## Written instruction
Take the line containing "Practice. Identify the coffee" and every line after it in the data below, and print them exactly as given, with nothing else.

## Provided records
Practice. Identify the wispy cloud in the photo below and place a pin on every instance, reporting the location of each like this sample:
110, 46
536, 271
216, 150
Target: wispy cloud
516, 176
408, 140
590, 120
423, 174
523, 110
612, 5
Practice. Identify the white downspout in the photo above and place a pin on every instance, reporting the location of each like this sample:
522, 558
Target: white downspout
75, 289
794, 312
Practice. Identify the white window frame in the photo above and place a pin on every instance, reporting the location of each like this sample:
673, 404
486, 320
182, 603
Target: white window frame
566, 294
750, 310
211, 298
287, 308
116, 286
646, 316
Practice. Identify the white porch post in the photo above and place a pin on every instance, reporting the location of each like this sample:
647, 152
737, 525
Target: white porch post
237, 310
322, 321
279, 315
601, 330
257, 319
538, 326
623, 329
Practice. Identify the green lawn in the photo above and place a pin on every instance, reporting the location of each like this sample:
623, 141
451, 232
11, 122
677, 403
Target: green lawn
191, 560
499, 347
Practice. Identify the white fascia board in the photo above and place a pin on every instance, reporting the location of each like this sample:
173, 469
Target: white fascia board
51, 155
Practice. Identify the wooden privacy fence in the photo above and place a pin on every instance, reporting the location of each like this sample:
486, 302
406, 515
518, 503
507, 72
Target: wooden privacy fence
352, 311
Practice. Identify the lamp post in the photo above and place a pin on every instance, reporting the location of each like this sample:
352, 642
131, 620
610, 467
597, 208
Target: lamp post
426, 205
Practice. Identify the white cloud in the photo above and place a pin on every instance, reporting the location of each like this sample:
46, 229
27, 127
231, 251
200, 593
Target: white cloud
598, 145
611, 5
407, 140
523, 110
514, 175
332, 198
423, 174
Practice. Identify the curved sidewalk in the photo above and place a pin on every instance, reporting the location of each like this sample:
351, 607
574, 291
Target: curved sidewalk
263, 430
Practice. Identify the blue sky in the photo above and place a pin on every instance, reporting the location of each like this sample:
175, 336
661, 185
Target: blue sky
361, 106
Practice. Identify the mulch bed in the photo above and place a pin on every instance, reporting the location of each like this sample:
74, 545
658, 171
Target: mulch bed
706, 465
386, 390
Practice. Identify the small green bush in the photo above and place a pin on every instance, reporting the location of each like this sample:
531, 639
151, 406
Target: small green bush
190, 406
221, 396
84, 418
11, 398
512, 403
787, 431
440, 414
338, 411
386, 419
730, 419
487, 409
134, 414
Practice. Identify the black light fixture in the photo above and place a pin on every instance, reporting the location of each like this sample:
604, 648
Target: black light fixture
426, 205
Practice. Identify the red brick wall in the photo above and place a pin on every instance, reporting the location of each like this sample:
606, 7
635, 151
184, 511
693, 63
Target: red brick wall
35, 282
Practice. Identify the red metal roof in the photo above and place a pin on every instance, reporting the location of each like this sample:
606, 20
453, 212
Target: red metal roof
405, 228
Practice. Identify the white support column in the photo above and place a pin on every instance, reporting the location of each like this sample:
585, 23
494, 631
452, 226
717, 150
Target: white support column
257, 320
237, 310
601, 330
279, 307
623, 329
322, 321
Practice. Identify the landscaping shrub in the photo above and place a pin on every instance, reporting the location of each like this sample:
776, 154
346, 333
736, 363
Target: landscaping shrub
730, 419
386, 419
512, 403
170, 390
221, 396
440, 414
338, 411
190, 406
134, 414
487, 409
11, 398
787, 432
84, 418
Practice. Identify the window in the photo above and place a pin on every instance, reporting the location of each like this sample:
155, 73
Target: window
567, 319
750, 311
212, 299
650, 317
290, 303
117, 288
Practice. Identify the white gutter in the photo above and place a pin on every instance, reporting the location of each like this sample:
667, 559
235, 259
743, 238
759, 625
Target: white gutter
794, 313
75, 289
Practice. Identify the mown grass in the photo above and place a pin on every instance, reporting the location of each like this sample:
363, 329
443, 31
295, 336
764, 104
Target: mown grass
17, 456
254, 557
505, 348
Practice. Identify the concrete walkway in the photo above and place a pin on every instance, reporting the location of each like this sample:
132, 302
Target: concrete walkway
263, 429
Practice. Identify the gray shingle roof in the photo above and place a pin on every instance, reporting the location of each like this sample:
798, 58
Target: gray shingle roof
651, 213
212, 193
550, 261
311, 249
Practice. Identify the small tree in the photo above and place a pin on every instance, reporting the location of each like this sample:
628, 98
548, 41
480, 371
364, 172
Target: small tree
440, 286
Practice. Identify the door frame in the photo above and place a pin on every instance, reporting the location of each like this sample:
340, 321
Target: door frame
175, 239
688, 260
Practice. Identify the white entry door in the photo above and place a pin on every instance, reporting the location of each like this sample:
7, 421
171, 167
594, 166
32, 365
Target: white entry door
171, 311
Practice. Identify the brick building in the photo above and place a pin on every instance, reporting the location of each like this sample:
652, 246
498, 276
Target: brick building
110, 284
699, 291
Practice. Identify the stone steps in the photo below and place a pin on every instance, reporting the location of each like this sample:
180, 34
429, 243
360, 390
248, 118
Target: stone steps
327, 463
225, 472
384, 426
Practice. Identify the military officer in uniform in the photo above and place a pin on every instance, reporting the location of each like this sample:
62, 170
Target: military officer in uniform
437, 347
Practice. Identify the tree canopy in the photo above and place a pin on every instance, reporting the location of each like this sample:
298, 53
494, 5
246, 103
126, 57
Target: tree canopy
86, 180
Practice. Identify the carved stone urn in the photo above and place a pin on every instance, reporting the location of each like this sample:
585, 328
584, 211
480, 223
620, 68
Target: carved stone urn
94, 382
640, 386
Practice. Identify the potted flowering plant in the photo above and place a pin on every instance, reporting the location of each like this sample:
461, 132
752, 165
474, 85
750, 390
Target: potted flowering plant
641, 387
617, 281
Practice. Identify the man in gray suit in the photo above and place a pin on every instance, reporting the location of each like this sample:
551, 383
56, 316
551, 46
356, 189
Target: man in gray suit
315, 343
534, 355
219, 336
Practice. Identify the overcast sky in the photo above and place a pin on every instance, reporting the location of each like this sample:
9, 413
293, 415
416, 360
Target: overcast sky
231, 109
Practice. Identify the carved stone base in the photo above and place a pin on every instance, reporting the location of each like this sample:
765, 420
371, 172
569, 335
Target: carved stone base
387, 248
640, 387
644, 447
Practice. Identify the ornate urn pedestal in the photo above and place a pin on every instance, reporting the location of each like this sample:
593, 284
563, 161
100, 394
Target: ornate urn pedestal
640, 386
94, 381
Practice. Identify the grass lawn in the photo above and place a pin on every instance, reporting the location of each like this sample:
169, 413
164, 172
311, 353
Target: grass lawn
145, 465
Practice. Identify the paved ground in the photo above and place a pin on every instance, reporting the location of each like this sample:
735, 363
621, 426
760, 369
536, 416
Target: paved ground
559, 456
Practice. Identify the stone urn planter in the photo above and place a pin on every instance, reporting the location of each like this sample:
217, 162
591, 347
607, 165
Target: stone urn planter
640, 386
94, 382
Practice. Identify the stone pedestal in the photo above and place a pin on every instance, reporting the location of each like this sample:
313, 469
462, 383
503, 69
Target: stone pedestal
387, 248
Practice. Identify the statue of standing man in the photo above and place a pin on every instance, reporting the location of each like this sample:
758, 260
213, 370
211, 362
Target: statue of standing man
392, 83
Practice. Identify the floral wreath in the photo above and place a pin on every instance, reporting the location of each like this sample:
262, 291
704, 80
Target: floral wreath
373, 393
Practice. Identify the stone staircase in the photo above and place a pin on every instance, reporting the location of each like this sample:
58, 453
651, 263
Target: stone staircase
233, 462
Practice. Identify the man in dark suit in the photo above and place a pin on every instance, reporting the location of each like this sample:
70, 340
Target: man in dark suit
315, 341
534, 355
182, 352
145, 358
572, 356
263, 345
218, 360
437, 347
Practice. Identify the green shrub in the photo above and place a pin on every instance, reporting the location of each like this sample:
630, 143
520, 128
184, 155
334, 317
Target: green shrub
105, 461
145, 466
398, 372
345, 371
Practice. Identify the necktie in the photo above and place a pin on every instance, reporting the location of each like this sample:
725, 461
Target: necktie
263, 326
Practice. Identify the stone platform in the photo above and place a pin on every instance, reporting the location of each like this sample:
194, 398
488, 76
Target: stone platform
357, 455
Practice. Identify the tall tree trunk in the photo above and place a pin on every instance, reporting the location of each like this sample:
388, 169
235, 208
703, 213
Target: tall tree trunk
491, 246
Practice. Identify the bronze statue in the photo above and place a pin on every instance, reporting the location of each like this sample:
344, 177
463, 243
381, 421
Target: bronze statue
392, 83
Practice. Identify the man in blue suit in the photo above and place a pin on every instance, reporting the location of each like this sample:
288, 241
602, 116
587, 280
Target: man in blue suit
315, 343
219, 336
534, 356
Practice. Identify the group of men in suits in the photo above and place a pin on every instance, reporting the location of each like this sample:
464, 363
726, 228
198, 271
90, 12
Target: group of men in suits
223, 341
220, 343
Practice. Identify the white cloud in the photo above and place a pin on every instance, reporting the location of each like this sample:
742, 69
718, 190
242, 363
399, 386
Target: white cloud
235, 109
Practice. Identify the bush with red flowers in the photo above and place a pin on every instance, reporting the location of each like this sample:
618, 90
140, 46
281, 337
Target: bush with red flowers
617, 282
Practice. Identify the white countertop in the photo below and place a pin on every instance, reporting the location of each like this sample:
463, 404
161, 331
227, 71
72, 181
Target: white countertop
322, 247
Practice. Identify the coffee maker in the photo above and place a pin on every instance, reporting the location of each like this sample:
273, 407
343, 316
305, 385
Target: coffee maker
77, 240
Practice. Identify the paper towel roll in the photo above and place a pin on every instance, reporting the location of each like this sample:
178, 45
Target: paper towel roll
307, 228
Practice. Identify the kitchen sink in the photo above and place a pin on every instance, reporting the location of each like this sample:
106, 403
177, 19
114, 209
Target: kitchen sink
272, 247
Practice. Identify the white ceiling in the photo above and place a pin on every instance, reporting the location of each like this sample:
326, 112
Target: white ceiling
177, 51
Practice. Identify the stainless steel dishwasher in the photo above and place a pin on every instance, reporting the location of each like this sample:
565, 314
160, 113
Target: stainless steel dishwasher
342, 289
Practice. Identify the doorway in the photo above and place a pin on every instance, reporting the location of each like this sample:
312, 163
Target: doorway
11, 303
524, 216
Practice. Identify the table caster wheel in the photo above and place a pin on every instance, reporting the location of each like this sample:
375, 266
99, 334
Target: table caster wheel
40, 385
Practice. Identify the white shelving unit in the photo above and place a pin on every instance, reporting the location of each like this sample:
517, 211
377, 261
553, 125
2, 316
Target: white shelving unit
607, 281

## Solution for this exercise
Practice. Identify the coffee maker in the photo above and place a pin on every instance, reporting the location of each like this sample:
273, 407
343, 316
305, 385
Target: coffee maker
77, 240
Practice. Identify the paper towel roll in the photo above and place a pin on every instance, reporting the location of each like this sample:
178, 45
Target: paper towel roll
307, 228
Practice. Identify the kitchen sink in the photo above and place a pin on every instance, reporting the location of each like this sample:
106, 403
177, 19
114, 209
Target: kitchen sink
272, 247
Practice. Identify the white ceiling in the photo above and place a pin on every instance, reporting the location of each like this sample:
326, 112
Target: white ceiling
177, 51
Practice. Identify the stainless steel dishwasher in the photo above and place a pin on every instance, reporting the location of each like this sample:
565, 314
160, 113
Target: stainless steel dishwasher
342, 289
Practice. Identify the doorway in the photo above and place a pin on every instance, reporting the location of each like this sample:
312, 163
Target: doorway
11, 303
524, 216
Practice. Identify the table caster wheel in the photo above and place a pin on every instance, reporting the location of each like this sample:
375, 266
99, 334
Target: table caster wheel
40, 385
Practice. Identify the white shelving unit in the photo above and place a pin on every instance, reporting the location of each like this sample:
517, 211
377, 261
553, 125
2, 316
Target: white shelving unit
607, 281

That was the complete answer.